» Tasks and exercises:
A. What does the operational analytics passage say you still have to provision capacity for?
B. Please update the operational analytics passage from "Enable cost-efficient operational" through "OpenSearch Service domains.", replacing "petabytes" with "terabytes".

» Text block:
>>>

Big Data

Enable cost-efficient operational analytics with Amazon OpenSearch Ingestion


As the scale and complexity of microservices and distributed applications continues to expand, customers are seeking guidance for building cost-efficient infrastructure supporting operational analytics use cases. Operational analytics is a popular use case with Amazon OpenSearch Service. A few of the defining characteristics of these use cases are ingesting a high volume of time series data and a relatively low volume of querying, alerting, and running analytics on ingested data for real-time insights. Although OpenSearch Service is capable of ingesting petabytes of data across storage tiers, you still have to provision capacity to migrate between hot and warm tiers. This adds to the cost of provisioned OpenSearch Service domains.

<<<

» Rows:

>>>

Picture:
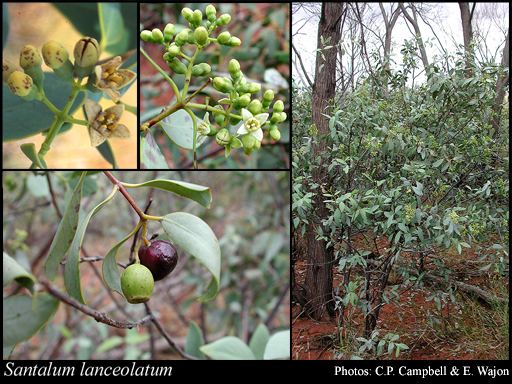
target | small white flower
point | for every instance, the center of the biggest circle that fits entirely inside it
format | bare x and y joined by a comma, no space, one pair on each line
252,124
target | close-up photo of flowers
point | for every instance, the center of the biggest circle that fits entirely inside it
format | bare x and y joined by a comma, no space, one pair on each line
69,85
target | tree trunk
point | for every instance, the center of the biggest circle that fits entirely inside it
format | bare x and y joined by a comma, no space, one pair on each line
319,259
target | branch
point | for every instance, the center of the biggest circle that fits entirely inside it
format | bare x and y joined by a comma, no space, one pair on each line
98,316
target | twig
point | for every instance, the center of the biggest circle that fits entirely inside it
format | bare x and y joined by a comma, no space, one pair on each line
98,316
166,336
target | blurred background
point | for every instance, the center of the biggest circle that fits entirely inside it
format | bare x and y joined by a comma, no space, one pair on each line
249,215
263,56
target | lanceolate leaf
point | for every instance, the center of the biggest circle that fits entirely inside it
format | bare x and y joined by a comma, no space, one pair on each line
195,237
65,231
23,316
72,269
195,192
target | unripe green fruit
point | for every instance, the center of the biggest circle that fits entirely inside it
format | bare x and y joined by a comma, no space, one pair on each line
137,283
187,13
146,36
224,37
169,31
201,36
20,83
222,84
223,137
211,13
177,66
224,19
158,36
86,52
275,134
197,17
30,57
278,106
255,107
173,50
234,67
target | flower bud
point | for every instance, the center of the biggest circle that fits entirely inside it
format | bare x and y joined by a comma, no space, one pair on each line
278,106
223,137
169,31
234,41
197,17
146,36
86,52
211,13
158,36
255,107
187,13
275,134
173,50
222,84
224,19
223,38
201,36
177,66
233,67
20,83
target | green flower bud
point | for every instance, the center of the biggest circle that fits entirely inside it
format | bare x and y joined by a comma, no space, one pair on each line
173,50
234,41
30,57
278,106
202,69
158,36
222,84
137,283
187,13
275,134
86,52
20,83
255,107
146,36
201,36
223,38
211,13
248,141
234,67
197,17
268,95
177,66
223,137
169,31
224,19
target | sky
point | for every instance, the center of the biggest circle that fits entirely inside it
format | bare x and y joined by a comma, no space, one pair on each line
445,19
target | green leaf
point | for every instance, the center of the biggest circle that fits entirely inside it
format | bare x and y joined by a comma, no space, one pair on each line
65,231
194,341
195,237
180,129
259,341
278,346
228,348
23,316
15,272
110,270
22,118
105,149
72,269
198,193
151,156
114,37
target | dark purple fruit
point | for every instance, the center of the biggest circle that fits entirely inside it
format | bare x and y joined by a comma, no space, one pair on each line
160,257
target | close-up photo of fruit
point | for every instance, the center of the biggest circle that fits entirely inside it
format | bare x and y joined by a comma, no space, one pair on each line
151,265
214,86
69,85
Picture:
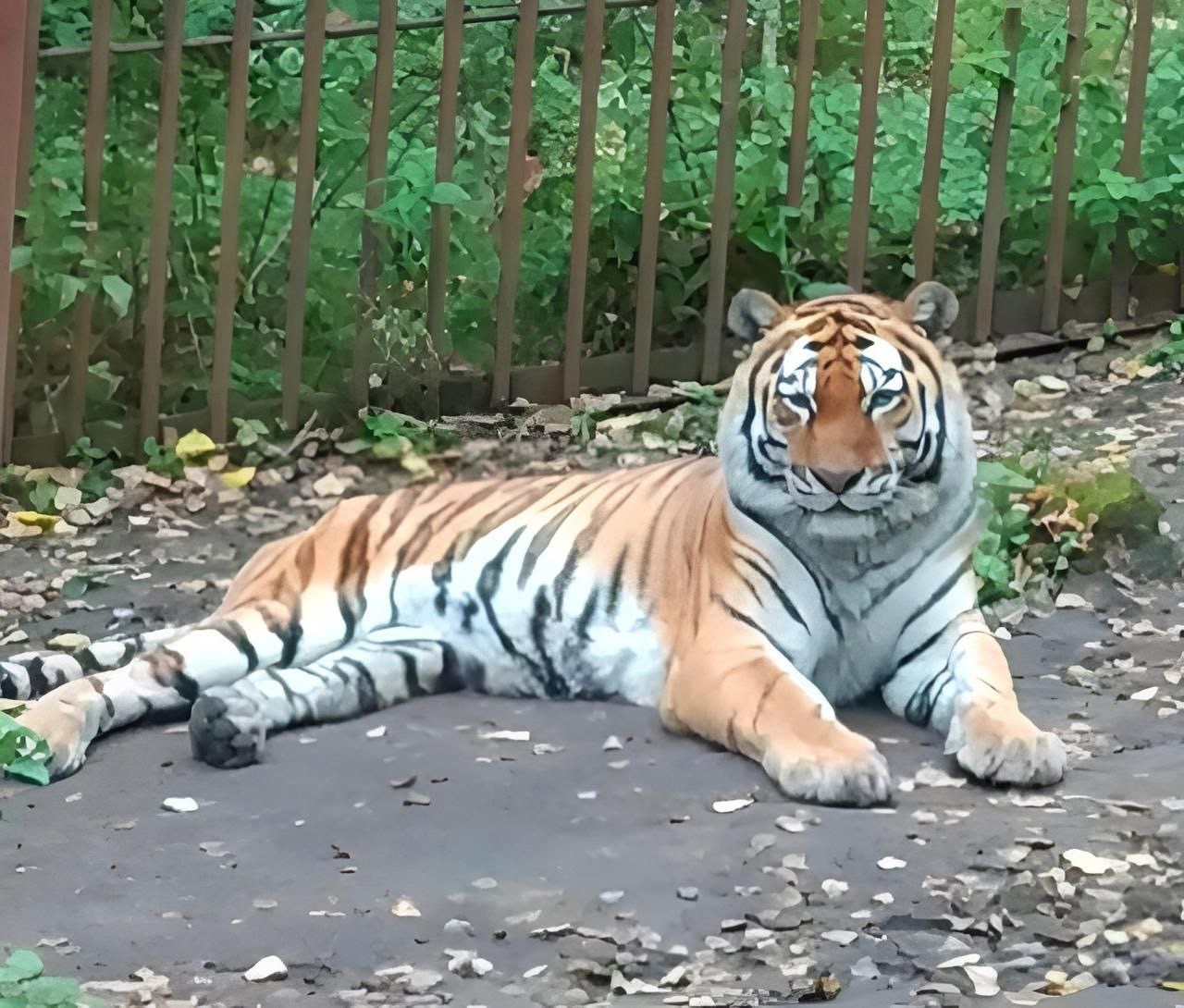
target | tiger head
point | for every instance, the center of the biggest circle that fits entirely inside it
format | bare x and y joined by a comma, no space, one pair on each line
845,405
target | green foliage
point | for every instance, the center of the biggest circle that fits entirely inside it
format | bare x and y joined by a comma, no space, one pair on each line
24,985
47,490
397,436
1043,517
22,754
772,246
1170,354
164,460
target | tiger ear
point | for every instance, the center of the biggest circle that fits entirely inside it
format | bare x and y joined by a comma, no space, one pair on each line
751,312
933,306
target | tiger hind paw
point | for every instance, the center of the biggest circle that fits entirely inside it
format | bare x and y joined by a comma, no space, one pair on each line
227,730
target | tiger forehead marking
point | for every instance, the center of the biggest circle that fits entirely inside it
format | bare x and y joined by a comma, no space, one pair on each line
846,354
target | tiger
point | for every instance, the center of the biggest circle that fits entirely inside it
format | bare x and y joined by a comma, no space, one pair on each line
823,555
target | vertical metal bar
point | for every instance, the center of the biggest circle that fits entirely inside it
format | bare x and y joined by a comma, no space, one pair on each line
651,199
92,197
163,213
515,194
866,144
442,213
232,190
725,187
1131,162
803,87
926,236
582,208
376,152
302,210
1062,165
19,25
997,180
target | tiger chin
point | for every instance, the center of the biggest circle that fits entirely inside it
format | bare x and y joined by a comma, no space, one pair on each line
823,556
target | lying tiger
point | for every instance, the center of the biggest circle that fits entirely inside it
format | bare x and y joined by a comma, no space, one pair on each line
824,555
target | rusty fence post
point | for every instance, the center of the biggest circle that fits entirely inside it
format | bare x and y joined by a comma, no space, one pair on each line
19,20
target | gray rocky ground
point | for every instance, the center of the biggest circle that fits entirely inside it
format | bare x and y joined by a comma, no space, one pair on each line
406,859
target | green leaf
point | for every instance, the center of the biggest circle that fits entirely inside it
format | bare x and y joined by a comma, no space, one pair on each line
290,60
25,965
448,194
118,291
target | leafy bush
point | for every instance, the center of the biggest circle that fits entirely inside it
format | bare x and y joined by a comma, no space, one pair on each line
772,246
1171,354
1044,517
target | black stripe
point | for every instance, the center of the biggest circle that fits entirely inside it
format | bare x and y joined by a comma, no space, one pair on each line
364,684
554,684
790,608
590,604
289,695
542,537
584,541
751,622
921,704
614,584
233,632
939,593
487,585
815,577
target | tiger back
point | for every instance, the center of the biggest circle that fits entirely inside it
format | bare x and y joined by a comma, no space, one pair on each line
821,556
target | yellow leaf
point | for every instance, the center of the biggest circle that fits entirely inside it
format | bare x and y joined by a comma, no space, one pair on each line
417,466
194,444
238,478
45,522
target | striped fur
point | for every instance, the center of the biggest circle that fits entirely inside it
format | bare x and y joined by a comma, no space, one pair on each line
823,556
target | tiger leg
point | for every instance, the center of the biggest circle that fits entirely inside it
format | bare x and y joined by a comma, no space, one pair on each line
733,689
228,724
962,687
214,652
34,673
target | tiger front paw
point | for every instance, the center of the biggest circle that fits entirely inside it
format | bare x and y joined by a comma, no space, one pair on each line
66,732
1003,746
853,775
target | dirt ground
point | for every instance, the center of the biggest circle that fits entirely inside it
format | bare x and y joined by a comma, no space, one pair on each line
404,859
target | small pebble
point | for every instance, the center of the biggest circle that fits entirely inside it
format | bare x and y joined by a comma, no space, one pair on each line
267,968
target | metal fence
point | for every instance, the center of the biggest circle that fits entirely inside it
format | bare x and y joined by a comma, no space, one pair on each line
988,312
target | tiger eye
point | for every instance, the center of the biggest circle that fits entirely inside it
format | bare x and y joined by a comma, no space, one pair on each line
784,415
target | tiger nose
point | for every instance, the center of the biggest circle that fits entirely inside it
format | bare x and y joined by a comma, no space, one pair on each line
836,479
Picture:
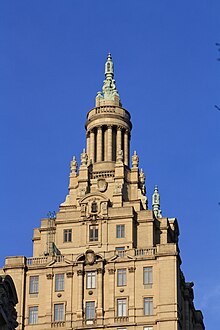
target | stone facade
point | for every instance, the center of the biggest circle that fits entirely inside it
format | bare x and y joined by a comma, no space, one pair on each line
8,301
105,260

<<<

» Solved tasks:
A. Migrating between hot and warm tiers

B.
Enable cost-efficient operational analytics with Amazon OpenSearch Ingestion


As the scale and complexity of microservices and distributed applications continues to expand, customers are seeking guidance for building cost-efficient infrastructure supporting operational analytics use cases. Operational analytics is a popular use case with Amazon OpenSearch Service. A few of the defining characteristics of these use cases are ingesting a high volume of time series data and a relatively low volume of querying, alerting, and running analytics on ingested data for real-time insights. Although OpenSearch Service is capable of ingesting terabytes of data across storage tiers, you still have to provision capacity to migrate between hot and warm tiers. This adds to the cost of provisioned OpenSearch Service domains.